- [What you will do] Reproduce the section of the Black Friday discounting passage starting at "So how do you" and ending at "sit it out.", swapping "Etsy" for "Amazon" wherever it occurs.

- [Quoted text]
——————————

Secondly, once you’ve entered the Black Friday discounting game, it’s hard to go back. Price is most retailers’ or brands’ single biggest weapon of self-destruction. To feel obliged or panicked into joining a discounting frenzy implies a lack of belief that your brand has much else to offer.


So how do you put the genie back in the bottle?


Beyond the day job I’m a jewellery designer/maker. One of the platforms I sell on, Etsy, is trying to encourage me to participate in their 20% off everything cyber event starting tomorrow. I’m holding my nerve and refusing to play, After all Etsy’s a marketplace: that means if a product has a market and is well priced it will sell. My orders are up 82% on my best year ever and revenue has more than doubled year on year. Instead I’m going to believe in my brand for the long run, not just the next week, and sit it out.

——————————

- [Data shown]
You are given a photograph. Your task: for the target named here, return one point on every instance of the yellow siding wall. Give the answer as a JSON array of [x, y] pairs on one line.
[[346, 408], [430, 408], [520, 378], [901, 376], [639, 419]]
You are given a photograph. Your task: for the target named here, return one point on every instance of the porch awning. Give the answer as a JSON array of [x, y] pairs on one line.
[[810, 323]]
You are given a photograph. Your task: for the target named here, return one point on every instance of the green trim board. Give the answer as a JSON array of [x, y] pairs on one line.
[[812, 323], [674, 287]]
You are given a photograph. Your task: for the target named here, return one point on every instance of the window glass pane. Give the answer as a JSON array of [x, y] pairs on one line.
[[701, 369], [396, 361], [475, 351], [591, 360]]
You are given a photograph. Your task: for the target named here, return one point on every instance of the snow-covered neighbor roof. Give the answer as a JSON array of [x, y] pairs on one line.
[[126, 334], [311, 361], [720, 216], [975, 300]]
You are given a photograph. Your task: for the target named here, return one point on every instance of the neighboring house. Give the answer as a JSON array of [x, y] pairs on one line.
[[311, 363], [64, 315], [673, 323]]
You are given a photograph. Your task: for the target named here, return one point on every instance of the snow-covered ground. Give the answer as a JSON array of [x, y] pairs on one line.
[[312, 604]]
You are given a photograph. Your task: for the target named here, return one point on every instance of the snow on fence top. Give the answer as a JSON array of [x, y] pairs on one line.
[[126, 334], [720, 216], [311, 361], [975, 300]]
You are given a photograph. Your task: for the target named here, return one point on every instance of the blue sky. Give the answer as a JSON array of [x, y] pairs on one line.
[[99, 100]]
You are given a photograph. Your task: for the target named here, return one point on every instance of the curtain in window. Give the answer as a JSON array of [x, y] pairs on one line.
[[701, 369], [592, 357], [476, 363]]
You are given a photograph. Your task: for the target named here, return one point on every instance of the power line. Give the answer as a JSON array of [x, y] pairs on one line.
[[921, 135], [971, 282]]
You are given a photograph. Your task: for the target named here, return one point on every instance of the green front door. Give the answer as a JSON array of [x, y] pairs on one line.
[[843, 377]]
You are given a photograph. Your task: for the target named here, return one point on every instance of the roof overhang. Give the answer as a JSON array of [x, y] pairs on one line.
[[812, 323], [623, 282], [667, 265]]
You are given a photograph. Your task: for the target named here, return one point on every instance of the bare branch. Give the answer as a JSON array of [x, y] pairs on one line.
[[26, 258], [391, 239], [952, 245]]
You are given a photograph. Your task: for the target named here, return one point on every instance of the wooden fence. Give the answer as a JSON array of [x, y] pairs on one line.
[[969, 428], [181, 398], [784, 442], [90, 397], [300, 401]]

——————————

- [Answer for the task]
So how do you put the genie back in the bottle?


Beyond the day job I’m a jewellery designer/maker. One of the platforms I sell on, Amazon, is trying to encourage me to participate in their 20% off everything cyber event starting tomorrow. I’m holding my nerve and refusing to play, After all Amazon’s a marketplace: that means if a product has a market and is well priced it will sell. My orders are up 82% on my best year ever and revenue has more than doubled year on year. Instead I’m going to believe in my brand for the long run, not just the next week, and sit it out.